### [PAGE EXCERPT]
Fix for #278916 causes crashes
I’ve got crashes on a piece of mine. Specifically, when
- always, when uploading it to mu͒.com without removing the parts
- always, trying to convert two instances of it at the same time using the
-j
option (for example, a normal one and one that starts with an even page number) - sometimes, when loading it in an interactive session after having worked on some files already
gdb bt for Debian’s 3.2.3:
Thread 1 "musescore3" received signal SIGSEGV, Segmentation fault. 0x00007ffff58e7270 in QVariant::QVariant(QVariant const&) () from /usr/lib/x86_64-linux-gnu/libQt5Core.so.5 (gdb) bt #0 0x00007ffff58e7270 in QVariant::QVariant(QVariant const&) () from /usr/lib/x86_64-linux-gnu/libQt5Core.so.5 #1 0x0000555555f8735d in Ms::MStyle::value (this=<optimized out>, idx=<optimized out>) at /usr/include/c++/10/array:55 #2 0x000055555603ea04 in Ms::Score::styleV (idx=Ms::Sid::NOSTYLE, this=<optimized out>) at ./libmscore/score.h:838 #3 Ms::ScoreElement::styleValue (this=0x555557688a60, pid=<optimized out>, sid=<optimized out>) at ./libmscore/scoreElement.cpp:841 #4 0x000055555603ec54 in Ms::ScoreElement::initElementStyle (this=this@entry=0x555557688a60, ss=ss@entry=0x555556821c20 <Ms::textLineSegmentStyle>) at ./libmscore/scoreElement.cpp:211
Code in question:
void ScoreElement::initElementStyle(const ElementStyle* ss) { _elementStyle = ss; size_t n = _elementStyle->size(); delete[] _propertyFlagsList; _propertyFlagsList = new PropertyFlags[n]; for (size_t i = 0; i < n; ++i) _propertyFlagsList[i] = PropertyFlags::STYLED; for (const StyledProperty& spp : *_elementStyle) // setProperty(spp.pid, styleValue(spp.pid, spp.sid)); setProperty(spp.pid, styleValue(spp.pid, getPropertyStyle(spp.pid))); }
This code is unchanged since 2018, so it applies to most 3.x versions, including those newer than Debian’s.

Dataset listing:

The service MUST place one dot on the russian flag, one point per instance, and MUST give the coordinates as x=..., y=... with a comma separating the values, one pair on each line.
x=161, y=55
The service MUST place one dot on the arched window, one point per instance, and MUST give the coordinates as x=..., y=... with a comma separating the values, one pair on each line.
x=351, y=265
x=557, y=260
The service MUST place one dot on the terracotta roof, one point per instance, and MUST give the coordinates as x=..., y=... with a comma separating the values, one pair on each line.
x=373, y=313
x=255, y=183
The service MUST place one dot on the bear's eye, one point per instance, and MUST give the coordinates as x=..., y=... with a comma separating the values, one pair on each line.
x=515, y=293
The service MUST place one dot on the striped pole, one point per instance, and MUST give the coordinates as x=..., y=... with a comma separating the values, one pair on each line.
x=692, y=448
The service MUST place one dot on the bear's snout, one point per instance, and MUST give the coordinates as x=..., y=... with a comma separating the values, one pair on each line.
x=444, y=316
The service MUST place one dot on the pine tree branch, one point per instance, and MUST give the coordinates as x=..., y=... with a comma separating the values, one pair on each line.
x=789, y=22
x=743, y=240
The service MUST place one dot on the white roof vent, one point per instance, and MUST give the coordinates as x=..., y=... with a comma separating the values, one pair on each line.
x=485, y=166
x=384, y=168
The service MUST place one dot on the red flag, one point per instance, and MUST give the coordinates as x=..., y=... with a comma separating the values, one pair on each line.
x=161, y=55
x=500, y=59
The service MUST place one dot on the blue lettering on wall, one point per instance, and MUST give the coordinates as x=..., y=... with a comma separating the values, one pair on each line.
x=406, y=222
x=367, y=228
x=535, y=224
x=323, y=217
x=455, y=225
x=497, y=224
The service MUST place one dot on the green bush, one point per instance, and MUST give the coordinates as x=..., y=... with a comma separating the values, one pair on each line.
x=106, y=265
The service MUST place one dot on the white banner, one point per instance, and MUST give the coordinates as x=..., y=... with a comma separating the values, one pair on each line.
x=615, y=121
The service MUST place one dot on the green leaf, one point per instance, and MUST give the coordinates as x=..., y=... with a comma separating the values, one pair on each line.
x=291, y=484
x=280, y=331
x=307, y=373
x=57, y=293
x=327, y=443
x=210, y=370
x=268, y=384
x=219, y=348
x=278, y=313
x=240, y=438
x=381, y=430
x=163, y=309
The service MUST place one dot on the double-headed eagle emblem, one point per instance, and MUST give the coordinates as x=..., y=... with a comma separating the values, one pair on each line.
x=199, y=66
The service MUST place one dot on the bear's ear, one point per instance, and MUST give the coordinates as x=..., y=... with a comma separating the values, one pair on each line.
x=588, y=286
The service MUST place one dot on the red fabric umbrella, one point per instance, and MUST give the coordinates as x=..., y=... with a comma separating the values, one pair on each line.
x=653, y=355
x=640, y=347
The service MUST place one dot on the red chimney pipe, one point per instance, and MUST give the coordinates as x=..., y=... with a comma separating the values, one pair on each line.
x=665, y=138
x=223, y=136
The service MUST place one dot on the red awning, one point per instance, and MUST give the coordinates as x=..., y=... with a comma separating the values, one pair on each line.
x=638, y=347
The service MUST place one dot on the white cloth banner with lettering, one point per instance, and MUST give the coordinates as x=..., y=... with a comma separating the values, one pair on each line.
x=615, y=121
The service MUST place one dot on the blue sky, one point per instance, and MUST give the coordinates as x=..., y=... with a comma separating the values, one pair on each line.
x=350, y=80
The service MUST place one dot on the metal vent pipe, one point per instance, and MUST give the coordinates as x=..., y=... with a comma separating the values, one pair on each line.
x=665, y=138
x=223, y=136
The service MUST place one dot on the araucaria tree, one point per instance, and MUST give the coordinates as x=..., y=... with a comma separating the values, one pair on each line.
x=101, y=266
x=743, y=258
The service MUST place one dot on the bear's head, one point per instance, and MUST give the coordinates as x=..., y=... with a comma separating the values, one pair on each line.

### [TASK INSTRUCTIONS]
1. According to the crash report, since what year has the code in question been unchanged?
2. Write the next part of the crash report, picking up after its final sentence.
The listing comes from a separate source unrelated to the crash report.

### [OUTPUTS IN ORDER]
1. Since 2018.

2.
Supporting code:
Sid ScoreElement::getPropertyStyle(Pid id) const { for (const StyledProperty& p : *_elementStyle) { if (p.pid == id) return p.sid; } return Sid::NOSTYLE; }
The crash occurs because getPropertyStyle returns Sid::NOSTYLE, which is -1.
Looking at https://musescore.org/en/node/278916 the code itself seems to have fixed something, but I cannot see, from looking at the code, what/how… as far as I can see, getPropertyStyle would just return the same as spp.sid is, always? (Because both access _elementStyle.)
In the same file, I see this:
QVariant ScoreElement::propertyDefault(Pid pid) const { Sid sid = getPropertyStyle(pid); if (sid != Sid::NOSTYLE) return styleValue(pid, sid); // qDebug("<%s>(%d) not found in <%s>", propertyQmlName(pid), int(pid), name()); return QVariant(); }
This makes me think that changing the line to…
setProperty(spp.pid, propertyDefault(spp.pid));
… might fix the bug… if passing just a new QVariant to setProperty is the correct thing to do here.
The question is, why does it return Sid::NOSTYLE in the first place?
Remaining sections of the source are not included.